● **Your task**:
Give back the entries exactly, ending with the "Target: green wheelchair symbol on poster" line.

● **Source material**:
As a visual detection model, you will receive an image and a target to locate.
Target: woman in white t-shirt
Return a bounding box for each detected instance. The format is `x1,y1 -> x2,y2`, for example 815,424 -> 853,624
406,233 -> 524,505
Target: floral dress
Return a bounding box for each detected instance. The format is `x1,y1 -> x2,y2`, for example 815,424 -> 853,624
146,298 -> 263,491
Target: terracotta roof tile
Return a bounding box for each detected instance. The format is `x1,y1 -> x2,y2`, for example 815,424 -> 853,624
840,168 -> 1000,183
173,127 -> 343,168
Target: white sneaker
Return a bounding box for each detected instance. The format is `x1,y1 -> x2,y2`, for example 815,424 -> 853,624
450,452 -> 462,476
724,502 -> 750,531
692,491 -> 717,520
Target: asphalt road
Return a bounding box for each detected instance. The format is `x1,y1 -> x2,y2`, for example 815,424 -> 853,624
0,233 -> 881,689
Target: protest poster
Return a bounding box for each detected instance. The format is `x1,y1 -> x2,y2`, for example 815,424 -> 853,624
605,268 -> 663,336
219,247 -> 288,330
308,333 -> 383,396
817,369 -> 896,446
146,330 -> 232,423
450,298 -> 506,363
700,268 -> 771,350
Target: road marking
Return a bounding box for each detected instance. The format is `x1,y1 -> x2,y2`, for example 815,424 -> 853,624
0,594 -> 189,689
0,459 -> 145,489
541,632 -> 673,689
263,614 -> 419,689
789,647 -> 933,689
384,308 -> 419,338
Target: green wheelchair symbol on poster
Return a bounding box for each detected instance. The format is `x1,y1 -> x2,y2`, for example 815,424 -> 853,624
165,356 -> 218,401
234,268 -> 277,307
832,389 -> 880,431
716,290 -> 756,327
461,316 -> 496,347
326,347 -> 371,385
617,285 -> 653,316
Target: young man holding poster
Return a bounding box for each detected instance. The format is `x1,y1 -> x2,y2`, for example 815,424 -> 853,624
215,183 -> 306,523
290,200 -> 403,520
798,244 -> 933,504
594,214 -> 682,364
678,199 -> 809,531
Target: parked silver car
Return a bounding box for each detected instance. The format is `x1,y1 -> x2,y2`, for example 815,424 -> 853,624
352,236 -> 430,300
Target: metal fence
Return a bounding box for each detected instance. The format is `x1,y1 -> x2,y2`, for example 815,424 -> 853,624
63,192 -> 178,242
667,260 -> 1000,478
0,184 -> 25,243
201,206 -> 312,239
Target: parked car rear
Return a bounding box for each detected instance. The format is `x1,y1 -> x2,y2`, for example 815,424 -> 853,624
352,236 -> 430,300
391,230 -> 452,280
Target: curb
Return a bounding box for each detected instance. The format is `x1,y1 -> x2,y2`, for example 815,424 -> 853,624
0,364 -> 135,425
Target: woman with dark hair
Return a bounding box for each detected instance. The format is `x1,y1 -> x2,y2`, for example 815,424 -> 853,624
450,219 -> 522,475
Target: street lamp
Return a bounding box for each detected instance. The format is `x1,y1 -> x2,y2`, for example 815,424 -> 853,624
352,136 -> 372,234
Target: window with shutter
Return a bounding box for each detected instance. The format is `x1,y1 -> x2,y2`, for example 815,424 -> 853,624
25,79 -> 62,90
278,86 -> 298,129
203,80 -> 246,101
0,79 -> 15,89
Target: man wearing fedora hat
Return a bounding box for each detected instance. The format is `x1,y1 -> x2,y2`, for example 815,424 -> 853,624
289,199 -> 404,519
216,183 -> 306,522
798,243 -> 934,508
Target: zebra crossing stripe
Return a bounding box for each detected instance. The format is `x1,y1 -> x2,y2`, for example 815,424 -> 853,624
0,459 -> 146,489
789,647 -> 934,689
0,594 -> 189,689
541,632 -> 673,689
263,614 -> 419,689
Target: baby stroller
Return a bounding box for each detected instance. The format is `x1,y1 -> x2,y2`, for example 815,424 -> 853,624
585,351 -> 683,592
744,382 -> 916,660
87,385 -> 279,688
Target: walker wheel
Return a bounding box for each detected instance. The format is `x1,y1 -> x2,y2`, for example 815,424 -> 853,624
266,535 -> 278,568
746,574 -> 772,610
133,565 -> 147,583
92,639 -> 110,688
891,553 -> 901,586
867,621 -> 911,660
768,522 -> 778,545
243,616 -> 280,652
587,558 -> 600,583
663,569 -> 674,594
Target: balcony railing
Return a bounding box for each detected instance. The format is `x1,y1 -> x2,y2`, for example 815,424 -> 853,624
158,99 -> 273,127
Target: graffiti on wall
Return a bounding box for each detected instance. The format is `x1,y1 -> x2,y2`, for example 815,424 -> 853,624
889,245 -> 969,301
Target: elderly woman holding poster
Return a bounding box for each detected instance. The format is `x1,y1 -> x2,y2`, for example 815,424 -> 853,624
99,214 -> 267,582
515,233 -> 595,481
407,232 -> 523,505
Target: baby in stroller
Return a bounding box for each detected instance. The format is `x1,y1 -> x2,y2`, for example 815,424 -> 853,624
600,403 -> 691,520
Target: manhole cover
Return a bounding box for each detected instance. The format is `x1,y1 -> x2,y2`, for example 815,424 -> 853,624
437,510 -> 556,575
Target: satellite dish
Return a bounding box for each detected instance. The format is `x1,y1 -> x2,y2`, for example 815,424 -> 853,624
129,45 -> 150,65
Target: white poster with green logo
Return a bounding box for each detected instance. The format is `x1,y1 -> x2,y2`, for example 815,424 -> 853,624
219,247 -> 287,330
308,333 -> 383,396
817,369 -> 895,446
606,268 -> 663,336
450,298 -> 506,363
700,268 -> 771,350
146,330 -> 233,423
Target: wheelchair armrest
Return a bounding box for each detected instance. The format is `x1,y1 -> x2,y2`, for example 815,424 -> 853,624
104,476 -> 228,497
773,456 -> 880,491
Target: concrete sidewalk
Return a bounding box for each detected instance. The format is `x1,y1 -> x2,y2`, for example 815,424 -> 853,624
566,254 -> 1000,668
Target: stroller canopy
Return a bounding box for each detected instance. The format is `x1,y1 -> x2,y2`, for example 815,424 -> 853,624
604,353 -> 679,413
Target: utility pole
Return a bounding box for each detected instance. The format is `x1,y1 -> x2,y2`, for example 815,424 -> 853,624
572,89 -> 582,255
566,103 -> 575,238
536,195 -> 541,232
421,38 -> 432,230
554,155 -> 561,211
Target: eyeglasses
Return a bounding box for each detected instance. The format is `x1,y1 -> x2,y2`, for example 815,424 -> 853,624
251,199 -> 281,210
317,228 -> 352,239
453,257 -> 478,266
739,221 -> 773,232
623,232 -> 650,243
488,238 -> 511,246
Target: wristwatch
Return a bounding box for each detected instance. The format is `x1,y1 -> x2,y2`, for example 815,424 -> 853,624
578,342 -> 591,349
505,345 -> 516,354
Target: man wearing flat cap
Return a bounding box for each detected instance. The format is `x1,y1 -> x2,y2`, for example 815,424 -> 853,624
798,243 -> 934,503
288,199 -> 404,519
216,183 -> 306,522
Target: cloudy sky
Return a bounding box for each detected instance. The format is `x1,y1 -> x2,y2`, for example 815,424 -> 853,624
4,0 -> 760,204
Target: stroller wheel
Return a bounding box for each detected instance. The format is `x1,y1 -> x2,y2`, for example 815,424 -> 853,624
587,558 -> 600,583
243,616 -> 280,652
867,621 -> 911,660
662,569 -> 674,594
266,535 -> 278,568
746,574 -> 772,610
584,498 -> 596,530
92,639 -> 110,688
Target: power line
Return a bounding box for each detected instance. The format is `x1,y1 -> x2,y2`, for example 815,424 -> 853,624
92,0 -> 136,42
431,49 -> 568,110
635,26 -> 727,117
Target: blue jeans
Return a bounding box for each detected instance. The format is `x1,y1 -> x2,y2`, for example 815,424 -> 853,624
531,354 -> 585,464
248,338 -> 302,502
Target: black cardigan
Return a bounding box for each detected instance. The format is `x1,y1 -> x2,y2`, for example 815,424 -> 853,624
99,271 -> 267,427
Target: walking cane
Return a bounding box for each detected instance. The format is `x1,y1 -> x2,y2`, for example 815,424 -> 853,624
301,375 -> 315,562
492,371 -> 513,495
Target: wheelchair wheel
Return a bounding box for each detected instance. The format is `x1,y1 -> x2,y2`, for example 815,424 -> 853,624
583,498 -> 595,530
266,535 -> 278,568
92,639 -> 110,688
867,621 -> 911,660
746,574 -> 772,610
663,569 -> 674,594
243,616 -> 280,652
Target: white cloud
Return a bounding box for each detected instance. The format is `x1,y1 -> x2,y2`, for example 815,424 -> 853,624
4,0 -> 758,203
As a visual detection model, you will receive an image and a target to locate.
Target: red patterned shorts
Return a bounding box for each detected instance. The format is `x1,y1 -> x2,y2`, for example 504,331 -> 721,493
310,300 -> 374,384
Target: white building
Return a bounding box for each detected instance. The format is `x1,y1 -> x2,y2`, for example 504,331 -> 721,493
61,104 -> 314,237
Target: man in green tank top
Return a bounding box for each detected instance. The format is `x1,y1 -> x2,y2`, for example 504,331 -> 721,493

● **Result for this exercise**:
As a visual detection model, you will receive an image and a target to locate.
Target: woman in white t-shirt
Return a bounding box for each detected instance. The format is `x1,y1 -> x2,y2`, for example 815,424 -> 853,624
406,233 -> 524,505
Target: floral dress
Return a bounding box for each detected instance. The format is `x1,y1 -> x2,y2`, for example 815,424 -> 853,624
146,298 -> 263,491
Target: terracotta roof tile
Return a bounding box for each detected instance. The format is `x1,y1 -> x2,y2`, for example 815,424 -> 853,624
840,168 -> 1000,183
173,127 -> 343,168
Target: white sneaker
Return a bounding box for each detected instance. The format is `x1,y1 -> x2,y2`, for example 815,424 -> 853,624
450,452 -> 462,476
724,502 -> 750,531
692,491 -> 717,520
Target: asphalt road
Return a bounding box for each detected instance. The format is `x1,y1 -> x2,y2`, for example 815,424 -> 853,624
0,233 -> 881,689
Target: protest poster
Return a bounding box for each detected instance. The format is `x1,y1 -> x2,y2`, for example 815,424 -> 853,624
605,268 -> 663,336
219,247 -> 288,330
308,333 -> 383,396
817,369 -> 896,446
146,330 -> 232,423
450,298 -> 506,363
700,268 -> 771,350
Target: road marking
Return a bounding box for each detected instance. The format is `x1,y1 -> x2,y2`, for example 815,424 -> 853,624
0,594 -> 189,689
0,459 -> 145,489
541,632 -> 673,689
263,614 -> 419,689
789,647 -> 933,689
384,308 -> 419,338
Target: green wheelchair symbol on poster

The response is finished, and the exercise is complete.